Theee bottles appear to be safe because they do not impart any taste or odor to the water. Lexan polycarbonate is also used to make compact discs and DVDs, bulletproof windows, mobile phones, and computers.
The water delivery company sent my reader a notice saying that their Lexan polycarbonate bottles are perfectly safe to use. They suggested their customers visit a website that was designed to portray this plastic in a positive light.
But, actually, a toxic chemical is lurking in these bottles that does end up in the water you drink. Lexan used to be used to make baby bottles, but these are no longer sold. Hmmmmm…
STAY AWAY FROM BPA
In 1998, Dr. Patricia Hunt of Case Western University in Ohio discovered that one of the components of Lexan polycarbonate resin–bisphenol-A (BPA)–can leach into water from water bottles. BPA is a potent hormone disruptor. It can impair the reproductive organs and have adverse effects on breast tissue and prostate development.
Who do we believe? The water delivery company or Dr. Hunt?
I’m inclined to go with Dr. Hunt. I went to a website maintained by the authors of Our Stolen Future: How We Are Threatening Our Fertility, Intelligence and Survival, who are continuously searching the scientific literature for information on endochrine disruptors. The Our Stolen Future (https://petinstead.com/ourstolenfuture.org/NewScience/oncompounds/bisphenola/bpauses.htm#recentimportant page on bisphenol-a) gives a whole page of links to scientific studies that show that BPA damages the endocrine system in a variety of ways.
BPA can leach from water bottles when exposed to heat and cleaning agents, but detectable levels of BPA can also leach into water from bottles just sitting at room temperature, according to a 2003 study conducted by the University of Missouri published in the journal Environmental Health Perspectives.
BETTER SAFE THAN SORRY
Is there is a level of BPA that may be acceptable? To answer that question we have to ask: acceptable to who? A healthy male? A woman? A child? The elderly? And how would you know how much leaching has occurred in the water? It could easily vary from day to day depending on how long the water had been in the bottle, whether or not the sun was shining on the bottle in the delivery truck, and a variety of other factors.

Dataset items
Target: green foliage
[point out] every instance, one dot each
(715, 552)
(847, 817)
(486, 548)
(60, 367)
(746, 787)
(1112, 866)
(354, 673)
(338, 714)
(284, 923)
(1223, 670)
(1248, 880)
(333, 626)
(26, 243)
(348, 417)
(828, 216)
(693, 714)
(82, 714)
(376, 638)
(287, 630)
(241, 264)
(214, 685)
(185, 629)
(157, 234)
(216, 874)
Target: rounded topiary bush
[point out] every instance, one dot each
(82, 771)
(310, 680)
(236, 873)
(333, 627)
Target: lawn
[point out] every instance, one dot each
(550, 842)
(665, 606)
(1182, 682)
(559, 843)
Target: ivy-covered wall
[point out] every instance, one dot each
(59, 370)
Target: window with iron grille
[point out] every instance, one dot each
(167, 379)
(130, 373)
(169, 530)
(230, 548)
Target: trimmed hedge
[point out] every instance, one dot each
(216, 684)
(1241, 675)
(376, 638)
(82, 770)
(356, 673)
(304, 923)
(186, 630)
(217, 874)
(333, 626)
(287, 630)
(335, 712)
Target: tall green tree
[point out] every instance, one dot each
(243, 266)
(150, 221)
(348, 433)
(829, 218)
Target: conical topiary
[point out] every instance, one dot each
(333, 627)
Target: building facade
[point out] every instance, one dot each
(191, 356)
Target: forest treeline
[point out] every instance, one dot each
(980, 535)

**What you need to do:**
- 1) Copy the passage from the article on BPA in water bottles word for word, starting at the words "Theee bottles appear" and ending after the words "phones, and computers.".
- 2) Carry on the article about BPA in water bottles from its last sentence.

**Responses to the tasks:**
- 1)
Theee bottles appear to be safe because they do not impart any taste or odor to the water. Lexan polycarbonate is also used to make compact discs and DVDs, bulletproof windows, mobile phones, and computers.

- 2)
I’m concerned enough about the possible danger of BPA that I am no longer purchasing bottled water in plastic bottles.
Health concerns aside, plastic is also not good for the environment. Americans use about 10 million tons of plastic every year, but recycle only about two percent of it. A plastic milk jug takes about one million years to biodegrade. And, getting back to health concerns, the manufacture of plastics produces toxic wastes that return to us indirectly through polluted air, water, and soil.
But we also have to use common sense and choose the greatest benefit at any given time. If your choice was to drink spring water in the polycarbonate bottle or drink tap water or drink no water at all on a hot summer day, I would say drink the purer spring water in the polycarbonate bottle. Once in a while, a single exposure will not do much harm. But you don’t want to be using water contained in a Lexan polycarbonate resin bottle as your everyday source of water supply, or drink from these bottles all day long, every day.
There are other options.
My best recommendation is to get a good water filter that is right for your water and filter your water at home. That way there is no questionable leaching at all. Even though this may be expensive, it is one of the best investments you can make in your health and will save thousands of dollars in medical expenses in the long run.
For those of you who carry or purchase water in the small, single-serving Lexan polycarbonate bottles, you can purchase plastic-free refillable bottles in various sizes to suit your needs. They are lightweight and much more attractive than the disposable plastic bottles.
It’s a good idea, particularly in the summertime, to carry clean water with you, as your body needs water throughout the day for good health. The Mayo Clinic suggests you divide your weight in half and drink that many ounces of water every day. So if you weigh 128 pounds, that would be 64 ounces or 8 8-ounce glasses of water per day. It’s better to carry your own clean water in a safe container than drink tap water or water in a plastic bottle.